-- TRAVAIL DEMANDÉ --
Répondez aux questions suivantes à partir de l'extrait sur Erbitux ci-dessous.
(a) Dans quelle ville s'est tenu le congrès de l'ESMO où les deux études ont été présentées ?
(b) Selon les études, quelles chances ont les patients décrits de pouvoir subir une chirurgie potentiellement curative ?
(c) Quels patients n'ont pas bénéficié de l'ajout d'Erbitux à leur chimiothérapie ?

-- EXTRAIT --
↓

Les chercheurs ont affiné les critères pour identifier les patients atteints de cancer colorectal métastatique (CCRm) qui bénéficieraient le plus du traitement biologique ciblé Erbitux (cetuximab). Les résultats de deux études présentées récemment au congrès de la Société européenne d’oncologie médicale (ESMO) à Stockholm, en Suède, révèlent que les patients ayant une constitution génétique spécifique, commune dans leurs tumeurs, et dont la propagation du cancer est confinée au foie, auraient plus de 75% de chances de pouvoir subir une chirurgie potentiellement curative. Si les tumeurs secondaires diminuent suffisamment grâce à la thérapie, elles peuvent être enlevées chirurgicalement. Quand un chirurgien réussit à retirer toutes les traces de tumeurs – ce qui est un défi considérable – les patients peuvent être considérés comme techniquement guéris et vivre de nombreuses années. Les oncologues utilisent le terme «guérison», en sachant que certains cancers peuvent récidiver des années après, mais historiquement, au moins un patient sur cinq traité pour un cancer est encore en vie dix ans après son diagnostic.
Les tumeurs colorectales exprimant le gène KRAS sous sa forme naturelle ou «sauvage» ont montré une réponse significative à Erbitux et à la chimiothérapie dans les deux études de l’ESMO, alors qu’elles présentaient une réponse moins efficace à la chimiothérapie seule. Les patients dont les tumeurs possédaient une version mutée du gène KRAS n’ont pas bénéficié de l’ajout d’Erbitux à leur traitement de chimiothérapie.

↑

-- DONNÉES FOURNIES --
↓

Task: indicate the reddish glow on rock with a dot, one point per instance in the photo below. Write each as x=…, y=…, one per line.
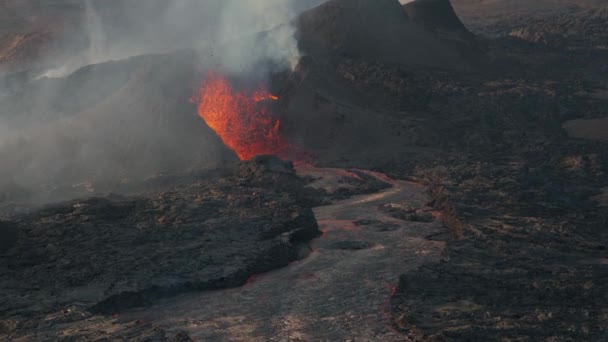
x=241, y=119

↑

-- RÉPONSE ATTENDUE --
(a) À Stockholm, en Suède.
(b) Plus de 75 % de chances.
(c) Les patients dont les tumeurs possédaient une version mutée du gène KRAS.